=== TÂCHE COURTE A ===
Repérez toutes les lignes de la liste contenant le mot « grass » et recopiez-les. La casse compte.

=== EXTRAIT SOURCE ===
╔══
Nouvelle étape du chemin (de croix) régressif de Bruno Dumont. Avec ce drôle d’objet qui tente le grand écart entre la geste bressonienne, l’avant-garde théâtrale et le musical noise, le cinéaste signe un film qui laisse plus que sceptique mais a le mérite d’être totalement fou. Dumont adapte deux textes de Charles Péguy avec l’idée de porter à ébullition les contradictions du poète maudit. De quoi s’agit-il ? De monologues torrentiels qui réécrivent le Nouveau Testament en le mêlant aux malheurs de son temps, et traduisent les tourments de la pucelle. Comme ce serait un peu aride, que ça ne peut pas suffire, le texte est chanté (mis en musique par Igorrr) et dansé (Decouflé aux chorégraphies). Premier constat, la puissance du cinéaste est intacte et son sens des plans à couper le souffle toujours là. L’ennui, c’est que son chaos organisé, sa fusion des styles (primitivismes et maniérisme pompier), ses dérapages (le berger qui rappe, les acteurs amateurs, les spiderwalks) oscillent entre le grotesque et le beau bizarre (superbes éclairages de Guillaume Deffontaines).
╚══
=== TÂCHE COURTE B ===
D'après l'extrait, les affirmations suivantes sont-elles exactes ? (i) Dumont adapte trois textes de Charles Péguy. (ii) La musique du film est signée Igorrr. (iii) Les chorégraphies sont de Guillaume Deffontaines. Répondez par oui ou non pour chacune, en citant les mots décisifs de l'extrait.

=== INFORMATIONS EXTRAITES ===
╔══
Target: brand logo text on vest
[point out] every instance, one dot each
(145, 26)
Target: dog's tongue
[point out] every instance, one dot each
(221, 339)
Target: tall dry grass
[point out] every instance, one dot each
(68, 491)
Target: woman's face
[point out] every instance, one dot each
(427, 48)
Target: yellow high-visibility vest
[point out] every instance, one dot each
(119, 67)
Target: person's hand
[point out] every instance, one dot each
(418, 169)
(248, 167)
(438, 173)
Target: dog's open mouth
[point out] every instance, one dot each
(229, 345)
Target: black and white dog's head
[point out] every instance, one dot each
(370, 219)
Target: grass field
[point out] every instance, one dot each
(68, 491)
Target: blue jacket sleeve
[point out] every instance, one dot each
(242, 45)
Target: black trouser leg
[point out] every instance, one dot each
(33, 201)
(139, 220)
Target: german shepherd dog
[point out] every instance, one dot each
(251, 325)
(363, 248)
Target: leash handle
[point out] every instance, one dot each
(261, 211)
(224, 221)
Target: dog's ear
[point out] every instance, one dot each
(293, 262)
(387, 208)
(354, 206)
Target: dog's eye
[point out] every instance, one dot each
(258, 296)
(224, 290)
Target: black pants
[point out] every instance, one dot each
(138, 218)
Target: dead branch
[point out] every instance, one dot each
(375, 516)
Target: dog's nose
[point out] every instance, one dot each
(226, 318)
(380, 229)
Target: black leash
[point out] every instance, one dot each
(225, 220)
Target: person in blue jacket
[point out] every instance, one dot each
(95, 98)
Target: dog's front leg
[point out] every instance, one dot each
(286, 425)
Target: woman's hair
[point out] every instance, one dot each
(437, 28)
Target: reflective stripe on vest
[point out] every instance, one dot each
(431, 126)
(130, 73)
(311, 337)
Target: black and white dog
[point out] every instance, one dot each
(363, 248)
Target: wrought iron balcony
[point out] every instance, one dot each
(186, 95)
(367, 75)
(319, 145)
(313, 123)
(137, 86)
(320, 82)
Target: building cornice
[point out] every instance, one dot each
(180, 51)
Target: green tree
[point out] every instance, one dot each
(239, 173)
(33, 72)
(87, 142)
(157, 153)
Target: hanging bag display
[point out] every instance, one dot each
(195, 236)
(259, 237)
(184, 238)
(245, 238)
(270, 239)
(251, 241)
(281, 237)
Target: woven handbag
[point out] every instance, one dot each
╚══
=== RÉPONSE RÉDIGÉE A ===
Target: tall dry grass
Target: grass field

=== RÉPONSE RÉDIGÉE B ===
(i) Non : « Dumont adapte deux textes de Charles Péguy ».
(ii) Oui : « mis en musique par Igorrr ».
(iii) Non : « Decouflé aux chorégraphies ».